WHAT TO PRODUCE >> Only the lines from the one containing "Check that every instance of the lounge" through the last line below should be written out, exactly and with both ends kept.

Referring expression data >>
· · · · ·

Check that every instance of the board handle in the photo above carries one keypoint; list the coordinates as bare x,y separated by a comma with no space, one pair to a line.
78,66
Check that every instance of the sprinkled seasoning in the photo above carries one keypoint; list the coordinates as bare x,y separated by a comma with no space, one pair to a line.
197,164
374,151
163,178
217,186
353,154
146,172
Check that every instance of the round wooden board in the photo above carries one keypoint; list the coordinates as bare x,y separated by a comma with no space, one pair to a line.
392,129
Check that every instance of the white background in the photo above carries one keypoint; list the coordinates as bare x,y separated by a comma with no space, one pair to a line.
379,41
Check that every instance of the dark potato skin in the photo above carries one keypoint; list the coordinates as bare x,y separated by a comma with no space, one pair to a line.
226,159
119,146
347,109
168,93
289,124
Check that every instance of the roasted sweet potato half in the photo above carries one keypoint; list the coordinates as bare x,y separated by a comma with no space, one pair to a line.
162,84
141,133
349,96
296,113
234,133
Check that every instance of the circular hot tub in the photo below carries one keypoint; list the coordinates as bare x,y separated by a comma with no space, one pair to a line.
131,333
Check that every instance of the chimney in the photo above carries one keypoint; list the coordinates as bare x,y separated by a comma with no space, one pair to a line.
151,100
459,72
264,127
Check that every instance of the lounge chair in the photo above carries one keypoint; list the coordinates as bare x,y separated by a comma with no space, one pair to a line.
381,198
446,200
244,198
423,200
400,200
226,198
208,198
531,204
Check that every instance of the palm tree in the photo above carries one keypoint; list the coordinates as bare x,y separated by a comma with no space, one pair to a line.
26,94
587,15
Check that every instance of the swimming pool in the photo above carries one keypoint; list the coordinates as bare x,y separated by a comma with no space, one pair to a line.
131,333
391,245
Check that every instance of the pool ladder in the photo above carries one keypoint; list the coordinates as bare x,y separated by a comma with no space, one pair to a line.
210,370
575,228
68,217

· · · · ·

TASK RESPONSE >>
Check that every instance of the lounge chair in the photo above carries one keypoint; list the coordinates as bare x,y separated by a comma with no space, one pair to a line.
381,198
446,200
244,198
423,200
400,200
226,198
208,198
531,204
Check that every instance of the palm tree in the photo above carries one keypoint; list the coordinates as bare x,y separated by a comma with no space, one pair to a line.
26,94
587,15
Check that every instance of the swimming pool in the photo above carries one keypoint; list the coordinates as bare x,y separated by a comma with no space, one pair to a line.
131,333
391,245
Check that every instance of the pool ladder in the photo above carries one keypoint; list the coordinates as bare x,y separated by a comma with no space, one pair to a line.
210,370
575,228
68,217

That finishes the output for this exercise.